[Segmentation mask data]
^^^^^^^^^^^^^^^^
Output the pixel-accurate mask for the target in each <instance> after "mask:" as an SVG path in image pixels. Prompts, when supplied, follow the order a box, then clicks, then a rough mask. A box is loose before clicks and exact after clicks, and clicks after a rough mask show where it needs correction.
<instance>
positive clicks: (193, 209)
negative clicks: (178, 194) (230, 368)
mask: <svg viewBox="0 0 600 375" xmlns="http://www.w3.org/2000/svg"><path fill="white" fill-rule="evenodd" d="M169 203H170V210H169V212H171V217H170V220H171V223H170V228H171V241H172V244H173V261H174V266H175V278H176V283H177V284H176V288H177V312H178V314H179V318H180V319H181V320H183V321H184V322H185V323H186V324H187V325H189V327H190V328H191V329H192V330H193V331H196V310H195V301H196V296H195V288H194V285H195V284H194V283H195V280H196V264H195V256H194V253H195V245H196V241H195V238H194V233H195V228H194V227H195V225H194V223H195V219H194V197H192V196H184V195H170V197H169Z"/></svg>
^^^^^^^^^^^^^^^^
## What the task requires
Output the entire data exactly, line for line.

## Response
Output the pixel-accurate mask for the target in each <instance> after "mask:" as an SVG path in image pixels. Prompts, when supplied, follow the order a box, then clicks, then a rough mask. A box is loose before clicks and exact after clicks, and clicks after a rough mask show where it needs correction.
<instance>
positive clicks: (193, 209)
negative clicks: (178, 194) (230, 368)
mask: <svg viewBox="0 0 600 375" xmlns="http://www.w3.org/2000/svg"><path fill="white" fill-rule="evenodd" d="M169 203H170V210H169V212H171V217H170V220H171V223H170V228H171V241H172V244H173V261H174V266H175V278H176V283H177V284H176V288H177V312H178V314H179V318H180V319H181V320H183V321H184V322H185V323H186V324H187V325H189V327H190V328H191V329H192V330H193V331H196V310H195V301H196V296H195V288H194V285H195V284H194V283H195V280H196V264H195V256H194V253H195V245H196V241H195V238H194V233H195V228H194V227H195V225H194V223H195V219H194V197H192V196H184V195H170V197H169Z"/></svg>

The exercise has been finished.